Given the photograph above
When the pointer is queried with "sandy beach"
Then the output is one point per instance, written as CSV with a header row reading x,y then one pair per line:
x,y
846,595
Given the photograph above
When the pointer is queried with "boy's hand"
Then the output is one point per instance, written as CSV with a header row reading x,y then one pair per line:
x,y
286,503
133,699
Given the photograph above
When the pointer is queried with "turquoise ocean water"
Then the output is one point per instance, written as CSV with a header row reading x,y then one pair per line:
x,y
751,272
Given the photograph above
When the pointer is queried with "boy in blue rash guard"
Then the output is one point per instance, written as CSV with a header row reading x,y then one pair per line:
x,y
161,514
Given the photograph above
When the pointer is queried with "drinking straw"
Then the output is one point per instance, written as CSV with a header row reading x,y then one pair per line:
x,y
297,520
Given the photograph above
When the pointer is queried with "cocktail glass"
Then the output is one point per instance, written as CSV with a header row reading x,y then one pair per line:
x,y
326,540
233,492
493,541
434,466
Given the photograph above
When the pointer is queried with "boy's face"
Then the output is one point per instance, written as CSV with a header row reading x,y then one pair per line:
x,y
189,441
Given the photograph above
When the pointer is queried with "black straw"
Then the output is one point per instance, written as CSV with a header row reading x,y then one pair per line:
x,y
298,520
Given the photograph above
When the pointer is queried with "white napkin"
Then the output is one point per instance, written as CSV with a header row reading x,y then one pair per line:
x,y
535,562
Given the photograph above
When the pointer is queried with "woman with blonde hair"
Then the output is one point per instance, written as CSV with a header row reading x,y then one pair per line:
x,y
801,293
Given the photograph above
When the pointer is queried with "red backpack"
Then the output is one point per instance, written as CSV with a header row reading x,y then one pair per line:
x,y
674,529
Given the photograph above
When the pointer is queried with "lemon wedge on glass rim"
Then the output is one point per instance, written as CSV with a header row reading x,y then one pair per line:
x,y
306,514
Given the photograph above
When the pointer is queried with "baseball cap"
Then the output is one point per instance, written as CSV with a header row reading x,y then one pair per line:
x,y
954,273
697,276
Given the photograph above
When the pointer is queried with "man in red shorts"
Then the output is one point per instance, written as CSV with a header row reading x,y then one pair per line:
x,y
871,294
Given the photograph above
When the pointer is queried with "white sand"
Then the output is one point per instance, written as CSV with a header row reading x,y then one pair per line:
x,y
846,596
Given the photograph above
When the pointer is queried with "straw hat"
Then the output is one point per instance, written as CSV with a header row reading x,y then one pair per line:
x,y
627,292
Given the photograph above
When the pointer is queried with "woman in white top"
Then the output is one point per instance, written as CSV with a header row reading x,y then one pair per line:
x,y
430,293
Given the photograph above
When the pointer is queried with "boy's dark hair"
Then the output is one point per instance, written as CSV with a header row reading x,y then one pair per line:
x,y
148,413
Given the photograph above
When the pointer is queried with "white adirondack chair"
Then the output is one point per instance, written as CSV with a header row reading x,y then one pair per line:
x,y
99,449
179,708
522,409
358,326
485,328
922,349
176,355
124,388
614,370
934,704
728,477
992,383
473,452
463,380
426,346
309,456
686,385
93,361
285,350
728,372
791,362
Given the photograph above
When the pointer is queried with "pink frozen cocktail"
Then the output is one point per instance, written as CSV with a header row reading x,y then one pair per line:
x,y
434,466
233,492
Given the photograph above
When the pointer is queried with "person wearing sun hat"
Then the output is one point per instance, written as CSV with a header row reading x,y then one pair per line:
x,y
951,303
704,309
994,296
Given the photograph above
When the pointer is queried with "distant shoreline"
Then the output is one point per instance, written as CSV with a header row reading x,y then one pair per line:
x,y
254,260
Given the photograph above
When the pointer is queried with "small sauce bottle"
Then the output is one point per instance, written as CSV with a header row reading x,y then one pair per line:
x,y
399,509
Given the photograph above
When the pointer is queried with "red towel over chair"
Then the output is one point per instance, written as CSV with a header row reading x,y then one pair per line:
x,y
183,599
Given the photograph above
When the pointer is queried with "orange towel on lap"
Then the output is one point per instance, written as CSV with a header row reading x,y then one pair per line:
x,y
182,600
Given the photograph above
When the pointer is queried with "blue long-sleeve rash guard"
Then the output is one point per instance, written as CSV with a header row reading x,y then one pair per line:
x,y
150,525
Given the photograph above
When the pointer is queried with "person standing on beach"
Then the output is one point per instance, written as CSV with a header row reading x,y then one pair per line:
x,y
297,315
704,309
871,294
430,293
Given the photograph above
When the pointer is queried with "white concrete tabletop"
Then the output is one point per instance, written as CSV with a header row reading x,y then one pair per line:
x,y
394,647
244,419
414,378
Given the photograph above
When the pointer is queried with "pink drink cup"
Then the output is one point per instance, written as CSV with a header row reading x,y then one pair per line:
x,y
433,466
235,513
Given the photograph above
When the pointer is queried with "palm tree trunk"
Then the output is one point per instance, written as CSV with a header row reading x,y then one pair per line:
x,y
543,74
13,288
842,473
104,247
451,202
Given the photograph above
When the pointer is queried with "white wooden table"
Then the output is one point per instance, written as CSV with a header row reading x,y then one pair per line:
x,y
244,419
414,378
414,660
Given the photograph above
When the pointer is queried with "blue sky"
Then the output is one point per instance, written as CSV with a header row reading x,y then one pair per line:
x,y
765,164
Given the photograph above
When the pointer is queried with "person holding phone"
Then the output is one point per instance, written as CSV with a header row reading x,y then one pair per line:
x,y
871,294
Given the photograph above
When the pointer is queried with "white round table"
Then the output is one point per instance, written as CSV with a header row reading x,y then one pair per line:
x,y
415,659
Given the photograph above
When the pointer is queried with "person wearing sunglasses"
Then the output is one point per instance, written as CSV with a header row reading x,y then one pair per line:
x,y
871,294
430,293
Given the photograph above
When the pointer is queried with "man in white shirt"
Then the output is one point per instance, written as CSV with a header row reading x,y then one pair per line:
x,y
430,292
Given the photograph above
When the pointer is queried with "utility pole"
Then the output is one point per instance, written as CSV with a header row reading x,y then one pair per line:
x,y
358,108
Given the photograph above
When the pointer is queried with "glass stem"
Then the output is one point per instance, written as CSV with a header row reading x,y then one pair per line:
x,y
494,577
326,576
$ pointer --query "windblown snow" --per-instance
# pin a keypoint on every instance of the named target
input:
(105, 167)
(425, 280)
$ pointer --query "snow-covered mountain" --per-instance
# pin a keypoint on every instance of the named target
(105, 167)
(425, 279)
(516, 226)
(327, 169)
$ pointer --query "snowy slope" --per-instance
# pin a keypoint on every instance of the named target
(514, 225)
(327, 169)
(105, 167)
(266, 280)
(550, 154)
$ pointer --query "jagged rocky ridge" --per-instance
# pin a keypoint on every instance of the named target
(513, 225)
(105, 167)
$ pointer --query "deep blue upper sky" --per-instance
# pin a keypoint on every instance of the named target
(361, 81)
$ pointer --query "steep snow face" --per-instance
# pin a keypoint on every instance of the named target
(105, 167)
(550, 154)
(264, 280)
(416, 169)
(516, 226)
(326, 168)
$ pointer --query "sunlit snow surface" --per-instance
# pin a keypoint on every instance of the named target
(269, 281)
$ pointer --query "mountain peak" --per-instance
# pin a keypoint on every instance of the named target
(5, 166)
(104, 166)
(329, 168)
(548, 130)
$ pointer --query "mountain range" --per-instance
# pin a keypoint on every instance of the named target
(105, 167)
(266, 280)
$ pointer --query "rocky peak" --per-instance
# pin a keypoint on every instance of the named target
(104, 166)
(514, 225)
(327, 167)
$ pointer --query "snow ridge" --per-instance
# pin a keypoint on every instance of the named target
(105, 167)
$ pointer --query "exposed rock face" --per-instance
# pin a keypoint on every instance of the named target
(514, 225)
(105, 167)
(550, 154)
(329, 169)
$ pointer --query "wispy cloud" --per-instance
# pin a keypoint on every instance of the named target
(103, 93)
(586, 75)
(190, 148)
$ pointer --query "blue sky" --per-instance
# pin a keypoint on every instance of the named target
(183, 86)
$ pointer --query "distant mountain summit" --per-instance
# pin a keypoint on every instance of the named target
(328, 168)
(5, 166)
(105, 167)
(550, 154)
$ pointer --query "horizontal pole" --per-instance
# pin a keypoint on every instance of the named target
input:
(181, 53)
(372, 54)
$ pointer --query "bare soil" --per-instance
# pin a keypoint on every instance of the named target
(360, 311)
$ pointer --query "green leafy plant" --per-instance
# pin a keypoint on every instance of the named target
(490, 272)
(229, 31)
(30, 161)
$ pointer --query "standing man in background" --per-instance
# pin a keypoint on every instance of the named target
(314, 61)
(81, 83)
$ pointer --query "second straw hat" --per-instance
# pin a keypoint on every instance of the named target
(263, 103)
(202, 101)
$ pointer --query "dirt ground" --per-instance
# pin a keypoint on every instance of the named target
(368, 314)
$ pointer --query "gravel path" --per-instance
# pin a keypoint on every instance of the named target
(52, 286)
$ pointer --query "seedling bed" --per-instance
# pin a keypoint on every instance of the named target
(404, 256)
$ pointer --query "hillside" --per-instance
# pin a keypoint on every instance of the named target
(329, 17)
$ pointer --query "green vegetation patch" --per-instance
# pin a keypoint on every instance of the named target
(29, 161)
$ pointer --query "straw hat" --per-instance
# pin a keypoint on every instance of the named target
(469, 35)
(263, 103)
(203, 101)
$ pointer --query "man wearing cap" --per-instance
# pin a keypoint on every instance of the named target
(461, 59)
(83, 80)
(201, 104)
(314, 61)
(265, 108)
|---|
Required work:
Find every line in the data above that contains the string "standing", and copy each one verbatim.

Task response:
When the pointer is queried with "person standing on beach"
$ pointer --query "standing man in background" --per-instance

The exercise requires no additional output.